• _To be done_
Convert the lines below into a JSON list of strings, one string per line, and skip any blank lines.

• _Given entries_
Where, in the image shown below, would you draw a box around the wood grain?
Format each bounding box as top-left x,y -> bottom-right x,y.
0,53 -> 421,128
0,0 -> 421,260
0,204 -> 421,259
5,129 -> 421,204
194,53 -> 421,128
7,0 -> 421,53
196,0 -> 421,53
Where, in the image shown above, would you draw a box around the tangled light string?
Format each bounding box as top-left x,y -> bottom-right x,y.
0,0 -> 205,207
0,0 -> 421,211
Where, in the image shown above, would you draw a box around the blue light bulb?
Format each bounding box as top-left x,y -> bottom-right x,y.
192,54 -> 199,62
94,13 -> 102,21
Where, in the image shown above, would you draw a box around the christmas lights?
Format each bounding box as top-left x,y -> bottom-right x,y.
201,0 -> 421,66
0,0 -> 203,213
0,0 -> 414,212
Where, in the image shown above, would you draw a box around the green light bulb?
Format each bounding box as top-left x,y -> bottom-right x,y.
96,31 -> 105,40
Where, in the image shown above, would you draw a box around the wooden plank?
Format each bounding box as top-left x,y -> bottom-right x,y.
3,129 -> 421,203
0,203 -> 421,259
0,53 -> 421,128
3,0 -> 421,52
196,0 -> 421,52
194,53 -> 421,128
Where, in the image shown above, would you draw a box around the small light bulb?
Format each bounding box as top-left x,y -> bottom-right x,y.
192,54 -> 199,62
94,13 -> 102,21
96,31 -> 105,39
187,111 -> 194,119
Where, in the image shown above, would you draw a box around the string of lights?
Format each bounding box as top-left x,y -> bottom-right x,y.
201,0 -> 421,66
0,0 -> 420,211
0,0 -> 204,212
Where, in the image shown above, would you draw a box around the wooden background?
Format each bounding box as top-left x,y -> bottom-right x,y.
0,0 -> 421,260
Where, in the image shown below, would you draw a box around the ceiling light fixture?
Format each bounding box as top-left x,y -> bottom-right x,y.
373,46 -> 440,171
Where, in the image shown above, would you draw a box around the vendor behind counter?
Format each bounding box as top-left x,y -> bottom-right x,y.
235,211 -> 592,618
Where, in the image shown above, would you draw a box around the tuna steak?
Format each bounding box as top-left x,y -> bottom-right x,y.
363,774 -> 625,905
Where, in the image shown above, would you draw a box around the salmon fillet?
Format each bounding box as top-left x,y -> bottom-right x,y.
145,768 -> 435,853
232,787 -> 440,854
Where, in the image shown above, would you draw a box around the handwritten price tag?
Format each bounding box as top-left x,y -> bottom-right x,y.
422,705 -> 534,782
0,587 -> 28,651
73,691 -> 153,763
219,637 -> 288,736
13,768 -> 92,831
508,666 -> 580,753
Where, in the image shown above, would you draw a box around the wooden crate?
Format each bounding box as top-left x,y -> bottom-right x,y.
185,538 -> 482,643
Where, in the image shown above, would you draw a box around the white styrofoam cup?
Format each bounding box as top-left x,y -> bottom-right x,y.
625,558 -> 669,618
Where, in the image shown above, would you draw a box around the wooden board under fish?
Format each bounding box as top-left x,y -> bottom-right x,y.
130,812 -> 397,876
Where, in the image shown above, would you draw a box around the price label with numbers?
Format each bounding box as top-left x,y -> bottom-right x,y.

• _Reply_
[
  "Where, in the image shown below, would you draw a box around the wood grain?",
  "Format each bounding box as top-left x,y -> bottom-right x,y.",
  "0,53 -> 421,128",
  "0,0 -> 421,260",
  "0,204 -> 421,259",
  "5,129 -> 421,204",
  "194,53 -> 421,128",
  "7,0 -> 421,53",
  "196,0 -> 421,53",
  "Where, in the image shown above, would you draw a box around the tangled light string?",
  "Format each bounding box as top-left x,y -> bottom-right x,y.",
  "0,0 -> 205,207",
  "0,0 -> 421,211",
  "Where, in the image shown above, would you draw a box around the blue light bulb?",
  "Format each bounding box as top-left x,y -> bottom-right x,y.",
  "192,54 -> 199,62",
  "94,13 -> 102,21",
  "Where, in the image shown above, would you draw a box around the christmas lights?",
  "Format each bounding box as top-left x,y -> bottom-right x,y.",
  "201,0 -> 421,66",
  "0,0 -> 203,213",
  "0,0 -> 414,212",
  "Where, in the image shown above, would you draw a box around the green light bulb?",
  "Format each bounding box as top-left x,y -> bottom-right x,y.",
  "96,31 -> 105,40",
  "Where, in the image shown above, would you draw a box around the wooden plank?",
  "Format each bounding box as top-left x,y -> bottom-right x,y.",
  "3,129 -> 421,203",
  "0,203 -> 421,259",
  "0,53 -> 421,128",
  "3,0 -> 421,52",
  "196,0 -> 421,52",
  "194,53 -> 421,128",
  "Where, in the image shown above, would you draw a box around the small light bulb?",
  "Format each bounding box as top-left x,y -> bottom-right x,y.",
  "192,54 -> 199,62",
  "94,13 -> 102,21",
  "96,31 -> 105,39",
  "187,111 -> 194,119",
  "Where, in the image shown above, would you draw a box around the string of lights?",
  "Format each bounding box as top-left x,y -> bottom-right x,y.",
  "201,0 -> 421,66",
  "0,0 -> 420,211",
  "0,0 -> 204,212",
  "Where, in the image shown above, would you draw a box around the wooden background?",
  "Format each bounding box as top-left x,y -> bottom-right x,y.",
  "0,0 -> 421,260",
  "Where, in the image shown below, would you draw a box around the ceiling light fixture?",
  "Format each bounding box as top-left x,y -> bottom-right x,y.",
  "373,46 -> 440,171",
  "Where, in the image shown above, would you draw a box around the vendor behind counter?",
  "Format each bounding box as top-left x,y -> bottom-right x,y.",
  "235,211 -> 592,618",
  "Where, in the image shown above, would you draw a box around the tuna steak?",
  "Format each bounding box as top-left x,y -> bottom-right x,y.",
  "363,774 -> 625,905",
  "Where, in the image shown above, would you draw a box around the salmon fillet?",
  "Format each bounding box as top-left x,y -> bottom-right x,y.",
  "145,768 -> 435,853",
  "232,787 -> 440,854",
  "Where, in the image shown above, would you draw a box around the handwritten price tag?",
  "Format each bounding box as top-left x,y -> bottom-right x,y.",
  "422,705 -> 534,782",
  "0,587 -> 28,651",
  "73,691 -> 153,763",
  "219,637 -> 288,736",
  "13,768 -> 92,831",
  "508,666 -> 580,753",
  "Where, in the image shown above, would you draw a box around the wooden crate?",
  "Format each bounding box as top-left x,y -> bottom-right x,y.",
  "185,538 -> 482,643",
  "Where, in the image shown above, would you draw a box around the white styrofoam cup?",
  "Format each bounding box as top-left x,y -> bottom-right x,y.",
  "625,558 -> 669,618",
  "Where, in the image shown above, would you draw a box around the wooden board under fish?",
  "Format each bounding box as top-left x,y -> bottom-right x,y.",
  "130,812 -> 397,876",
  "Where, in the image shown above, would you draw a box around the price label with numbers?",
  "Format each bounding box as top-left x,y -> bottom-right x,y."
]